Exercise prompt: Gather the lines from the material that contain "curtain".

Data excerpts:
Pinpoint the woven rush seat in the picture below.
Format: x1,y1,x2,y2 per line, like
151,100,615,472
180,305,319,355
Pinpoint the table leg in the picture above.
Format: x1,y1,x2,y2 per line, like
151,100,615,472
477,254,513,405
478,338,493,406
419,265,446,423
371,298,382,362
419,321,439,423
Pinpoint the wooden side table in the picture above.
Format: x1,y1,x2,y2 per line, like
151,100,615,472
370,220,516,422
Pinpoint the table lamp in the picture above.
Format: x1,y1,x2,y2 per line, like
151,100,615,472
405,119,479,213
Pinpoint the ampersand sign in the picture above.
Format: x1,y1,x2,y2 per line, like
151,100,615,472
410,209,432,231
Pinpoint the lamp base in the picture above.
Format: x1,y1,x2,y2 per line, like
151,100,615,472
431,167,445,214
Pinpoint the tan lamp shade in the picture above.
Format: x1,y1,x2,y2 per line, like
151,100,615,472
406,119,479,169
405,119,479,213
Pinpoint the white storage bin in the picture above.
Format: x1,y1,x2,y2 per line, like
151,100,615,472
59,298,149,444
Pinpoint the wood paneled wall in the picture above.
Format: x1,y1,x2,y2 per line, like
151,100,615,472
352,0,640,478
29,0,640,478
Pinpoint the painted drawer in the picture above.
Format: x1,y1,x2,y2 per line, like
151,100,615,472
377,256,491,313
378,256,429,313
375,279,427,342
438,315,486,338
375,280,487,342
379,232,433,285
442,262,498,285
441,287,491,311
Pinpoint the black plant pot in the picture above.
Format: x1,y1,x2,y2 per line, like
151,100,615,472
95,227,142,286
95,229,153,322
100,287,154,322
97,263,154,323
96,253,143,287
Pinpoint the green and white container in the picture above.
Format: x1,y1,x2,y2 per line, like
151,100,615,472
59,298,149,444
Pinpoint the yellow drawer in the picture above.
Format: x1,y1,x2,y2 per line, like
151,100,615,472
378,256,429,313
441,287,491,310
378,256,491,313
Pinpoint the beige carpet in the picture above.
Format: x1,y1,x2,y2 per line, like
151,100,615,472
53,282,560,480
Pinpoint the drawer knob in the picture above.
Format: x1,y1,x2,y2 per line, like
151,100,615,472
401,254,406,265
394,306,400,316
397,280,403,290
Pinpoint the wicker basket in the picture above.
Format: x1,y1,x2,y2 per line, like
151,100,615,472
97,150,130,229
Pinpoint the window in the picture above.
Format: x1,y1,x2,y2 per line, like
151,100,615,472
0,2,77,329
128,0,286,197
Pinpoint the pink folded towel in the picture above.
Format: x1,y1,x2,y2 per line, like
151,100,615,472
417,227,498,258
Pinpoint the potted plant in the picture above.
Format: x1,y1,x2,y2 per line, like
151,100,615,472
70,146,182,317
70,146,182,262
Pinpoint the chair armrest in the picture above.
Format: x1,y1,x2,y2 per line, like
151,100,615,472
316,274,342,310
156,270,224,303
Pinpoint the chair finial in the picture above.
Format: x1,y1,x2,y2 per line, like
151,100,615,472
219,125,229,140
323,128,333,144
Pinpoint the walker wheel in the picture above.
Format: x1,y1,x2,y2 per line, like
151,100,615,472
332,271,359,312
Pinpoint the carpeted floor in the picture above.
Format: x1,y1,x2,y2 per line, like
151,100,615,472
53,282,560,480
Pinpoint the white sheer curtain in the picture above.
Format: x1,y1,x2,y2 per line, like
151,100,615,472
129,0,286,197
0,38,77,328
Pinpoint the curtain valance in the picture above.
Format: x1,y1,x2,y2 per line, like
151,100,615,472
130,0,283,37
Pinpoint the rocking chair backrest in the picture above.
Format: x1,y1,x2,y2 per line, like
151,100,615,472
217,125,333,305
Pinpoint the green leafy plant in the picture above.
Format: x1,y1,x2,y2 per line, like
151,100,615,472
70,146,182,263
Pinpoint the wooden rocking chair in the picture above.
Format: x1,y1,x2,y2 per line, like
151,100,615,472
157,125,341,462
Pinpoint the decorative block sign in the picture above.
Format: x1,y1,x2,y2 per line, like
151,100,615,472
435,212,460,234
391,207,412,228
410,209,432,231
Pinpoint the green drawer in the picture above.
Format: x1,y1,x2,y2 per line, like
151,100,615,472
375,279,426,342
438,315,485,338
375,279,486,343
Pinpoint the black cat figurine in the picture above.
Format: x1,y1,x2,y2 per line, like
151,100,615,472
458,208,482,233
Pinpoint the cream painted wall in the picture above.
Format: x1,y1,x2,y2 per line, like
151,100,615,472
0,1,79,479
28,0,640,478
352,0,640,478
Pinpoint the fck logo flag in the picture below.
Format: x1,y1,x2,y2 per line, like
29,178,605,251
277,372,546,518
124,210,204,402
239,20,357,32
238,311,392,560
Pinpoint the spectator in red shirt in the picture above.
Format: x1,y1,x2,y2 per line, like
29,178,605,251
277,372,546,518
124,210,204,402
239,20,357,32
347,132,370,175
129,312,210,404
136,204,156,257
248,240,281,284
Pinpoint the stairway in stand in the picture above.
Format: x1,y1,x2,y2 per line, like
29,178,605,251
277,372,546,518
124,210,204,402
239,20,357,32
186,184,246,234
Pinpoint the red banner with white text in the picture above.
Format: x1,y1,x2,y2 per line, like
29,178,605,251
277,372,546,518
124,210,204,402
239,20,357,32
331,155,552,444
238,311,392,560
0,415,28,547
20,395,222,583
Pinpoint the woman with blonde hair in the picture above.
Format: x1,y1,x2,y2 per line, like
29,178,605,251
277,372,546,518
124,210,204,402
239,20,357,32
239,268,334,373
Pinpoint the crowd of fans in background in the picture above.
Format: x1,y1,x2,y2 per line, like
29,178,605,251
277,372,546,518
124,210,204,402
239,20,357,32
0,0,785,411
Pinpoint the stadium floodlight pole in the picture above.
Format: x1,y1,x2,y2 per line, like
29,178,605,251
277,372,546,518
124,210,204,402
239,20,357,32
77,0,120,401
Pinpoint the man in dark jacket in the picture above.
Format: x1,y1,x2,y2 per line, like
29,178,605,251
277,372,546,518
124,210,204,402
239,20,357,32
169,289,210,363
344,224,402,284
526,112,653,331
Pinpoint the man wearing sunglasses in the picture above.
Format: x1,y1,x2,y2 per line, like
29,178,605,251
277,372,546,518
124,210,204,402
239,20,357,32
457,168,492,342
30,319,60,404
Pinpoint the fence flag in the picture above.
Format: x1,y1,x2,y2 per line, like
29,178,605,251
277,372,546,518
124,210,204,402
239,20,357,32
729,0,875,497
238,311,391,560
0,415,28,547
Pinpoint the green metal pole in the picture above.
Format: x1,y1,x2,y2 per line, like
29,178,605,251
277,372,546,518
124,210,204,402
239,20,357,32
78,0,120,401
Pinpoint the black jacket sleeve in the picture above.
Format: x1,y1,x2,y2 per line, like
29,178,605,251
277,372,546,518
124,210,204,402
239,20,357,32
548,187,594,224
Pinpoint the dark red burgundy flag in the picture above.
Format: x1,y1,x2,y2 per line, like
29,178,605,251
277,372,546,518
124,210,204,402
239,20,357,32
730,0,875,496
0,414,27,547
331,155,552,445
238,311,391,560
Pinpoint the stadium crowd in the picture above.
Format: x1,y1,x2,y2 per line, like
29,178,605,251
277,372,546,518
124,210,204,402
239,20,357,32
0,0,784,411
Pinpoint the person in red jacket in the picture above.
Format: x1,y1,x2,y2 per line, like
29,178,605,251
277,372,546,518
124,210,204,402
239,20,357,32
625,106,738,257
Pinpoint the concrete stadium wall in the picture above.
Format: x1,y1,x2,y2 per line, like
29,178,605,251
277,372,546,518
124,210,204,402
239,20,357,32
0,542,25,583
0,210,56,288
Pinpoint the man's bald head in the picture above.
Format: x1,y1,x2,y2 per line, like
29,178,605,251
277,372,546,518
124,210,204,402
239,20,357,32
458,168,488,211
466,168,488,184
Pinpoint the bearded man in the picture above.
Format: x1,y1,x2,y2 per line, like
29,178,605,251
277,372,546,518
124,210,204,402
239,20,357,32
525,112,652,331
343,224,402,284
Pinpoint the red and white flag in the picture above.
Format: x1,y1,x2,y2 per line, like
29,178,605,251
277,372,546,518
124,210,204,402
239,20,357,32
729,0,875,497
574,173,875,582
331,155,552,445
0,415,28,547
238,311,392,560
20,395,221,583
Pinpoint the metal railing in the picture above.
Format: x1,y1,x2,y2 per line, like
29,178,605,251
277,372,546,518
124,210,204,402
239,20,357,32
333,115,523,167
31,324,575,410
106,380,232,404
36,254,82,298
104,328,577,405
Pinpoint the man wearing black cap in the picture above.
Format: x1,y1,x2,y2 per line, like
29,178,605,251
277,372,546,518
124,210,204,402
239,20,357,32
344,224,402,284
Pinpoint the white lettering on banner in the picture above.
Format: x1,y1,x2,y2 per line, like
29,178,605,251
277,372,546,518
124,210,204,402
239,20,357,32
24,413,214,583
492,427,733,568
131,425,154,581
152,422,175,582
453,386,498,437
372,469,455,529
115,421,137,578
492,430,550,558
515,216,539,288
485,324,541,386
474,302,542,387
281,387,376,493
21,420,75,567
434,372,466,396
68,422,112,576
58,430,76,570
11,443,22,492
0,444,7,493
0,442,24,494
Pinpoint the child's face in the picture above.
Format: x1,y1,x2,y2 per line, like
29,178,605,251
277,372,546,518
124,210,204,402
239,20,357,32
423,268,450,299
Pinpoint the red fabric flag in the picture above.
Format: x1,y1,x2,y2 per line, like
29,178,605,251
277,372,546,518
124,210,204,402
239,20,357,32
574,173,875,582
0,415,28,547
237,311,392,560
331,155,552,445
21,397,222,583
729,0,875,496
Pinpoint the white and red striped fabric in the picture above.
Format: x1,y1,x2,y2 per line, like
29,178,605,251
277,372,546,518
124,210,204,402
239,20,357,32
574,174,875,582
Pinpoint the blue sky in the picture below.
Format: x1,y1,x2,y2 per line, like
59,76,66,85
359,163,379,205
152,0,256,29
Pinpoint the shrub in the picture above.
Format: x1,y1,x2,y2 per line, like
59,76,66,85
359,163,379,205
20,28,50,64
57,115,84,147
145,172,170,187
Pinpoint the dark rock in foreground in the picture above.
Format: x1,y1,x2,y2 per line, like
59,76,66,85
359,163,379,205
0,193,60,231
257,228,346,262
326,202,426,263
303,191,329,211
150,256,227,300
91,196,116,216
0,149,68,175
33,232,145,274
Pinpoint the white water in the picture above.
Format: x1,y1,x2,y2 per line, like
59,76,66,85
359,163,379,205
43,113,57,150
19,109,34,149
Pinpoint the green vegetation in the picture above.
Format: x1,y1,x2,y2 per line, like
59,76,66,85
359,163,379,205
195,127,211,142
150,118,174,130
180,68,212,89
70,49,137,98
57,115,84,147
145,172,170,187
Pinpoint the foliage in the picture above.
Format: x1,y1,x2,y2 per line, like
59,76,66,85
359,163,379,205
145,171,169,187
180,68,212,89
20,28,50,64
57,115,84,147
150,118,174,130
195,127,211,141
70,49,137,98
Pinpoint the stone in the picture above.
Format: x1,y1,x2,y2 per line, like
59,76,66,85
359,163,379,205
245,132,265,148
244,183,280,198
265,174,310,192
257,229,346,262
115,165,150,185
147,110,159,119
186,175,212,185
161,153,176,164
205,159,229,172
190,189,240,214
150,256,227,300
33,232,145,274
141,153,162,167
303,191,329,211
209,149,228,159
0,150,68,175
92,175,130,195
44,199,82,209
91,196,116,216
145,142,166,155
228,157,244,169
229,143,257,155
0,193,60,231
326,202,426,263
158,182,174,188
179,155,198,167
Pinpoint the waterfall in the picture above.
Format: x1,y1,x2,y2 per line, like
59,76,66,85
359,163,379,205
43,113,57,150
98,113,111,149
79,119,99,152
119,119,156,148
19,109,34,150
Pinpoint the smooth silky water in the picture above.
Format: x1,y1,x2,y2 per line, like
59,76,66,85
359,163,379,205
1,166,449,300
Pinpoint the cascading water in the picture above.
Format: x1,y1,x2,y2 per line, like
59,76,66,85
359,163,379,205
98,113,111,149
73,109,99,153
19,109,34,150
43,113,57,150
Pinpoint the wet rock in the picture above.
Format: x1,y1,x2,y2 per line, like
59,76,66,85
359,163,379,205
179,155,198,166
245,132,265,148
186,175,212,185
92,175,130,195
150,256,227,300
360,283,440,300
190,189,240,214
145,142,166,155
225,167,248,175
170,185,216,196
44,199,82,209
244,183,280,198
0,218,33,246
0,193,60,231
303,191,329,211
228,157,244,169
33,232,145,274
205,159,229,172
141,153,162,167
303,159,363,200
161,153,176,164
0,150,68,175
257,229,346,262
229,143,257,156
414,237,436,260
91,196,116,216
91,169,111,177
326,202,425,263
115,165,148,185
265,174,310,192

Worked solution:
Pinpoint the white sheer curtain in the picture above.
Pinpoint the curtain valance in the picture above.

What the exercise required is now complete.